*** Data excerpts ***
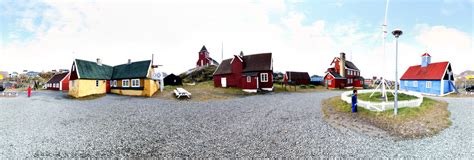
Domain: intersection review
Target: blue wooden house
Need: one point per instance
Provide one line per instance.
(429, 78)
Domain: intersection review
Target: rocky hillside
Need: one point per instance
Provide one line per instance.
(198, 74)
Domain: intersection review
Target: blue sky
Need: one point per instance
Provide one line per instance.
(320, 29)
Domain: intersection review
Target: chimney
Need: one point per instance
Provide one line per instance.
(425, 60)
(99, 61)
(342, 65)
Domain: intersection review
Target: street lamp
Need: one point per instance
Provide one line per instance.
(397, 33)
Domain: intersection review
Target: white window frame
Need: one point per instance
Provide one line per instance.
(429, 84)
(264, 77)
(137, 83)
(123, 83)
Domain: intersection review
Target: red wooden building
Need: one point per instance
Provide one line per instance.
(251, 72)
(59, 82)
(205, 59)
(297, 78)
(343, 77)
*** End of Data excerpts ***
What you are asked to do:
A verbatim copy of the listing, with all pictures removed, is required.

Task output:
Domain: intersection review
Target: blue wooden house
Need: one point per instance
Provide one line per instance.
(429, 78)
Domain: intersection review
Target: rocky hillside
Need: one point per instance
Provide one line per instance.
(198, 74)
Domain: intersection review
Target: blue sky
Need: one point per instance
Provide one line per instance.
(320, 29)
Domain: intersection review
Target: chimney
Need: one point per instance
Provide one line per instance.
(425, 60)
(99, 61)
(342, 65)
Domain: intersection review
Target: street lamp
Need: one point per instance
Provide one line per instance.
(397, 33)
Domain: intersection review
Target: white window frame
Need: one point per instance
Provide one line per instance.
(429, 84)
(264, 77)
(137, 83)
(123, 83)
Domain: intersection review
Target: red wooden building
Need: one point per instance
Provide one line per instance.
(251, 72)
(59, 82)
(205, 59)
(297, 78)
(343, 77)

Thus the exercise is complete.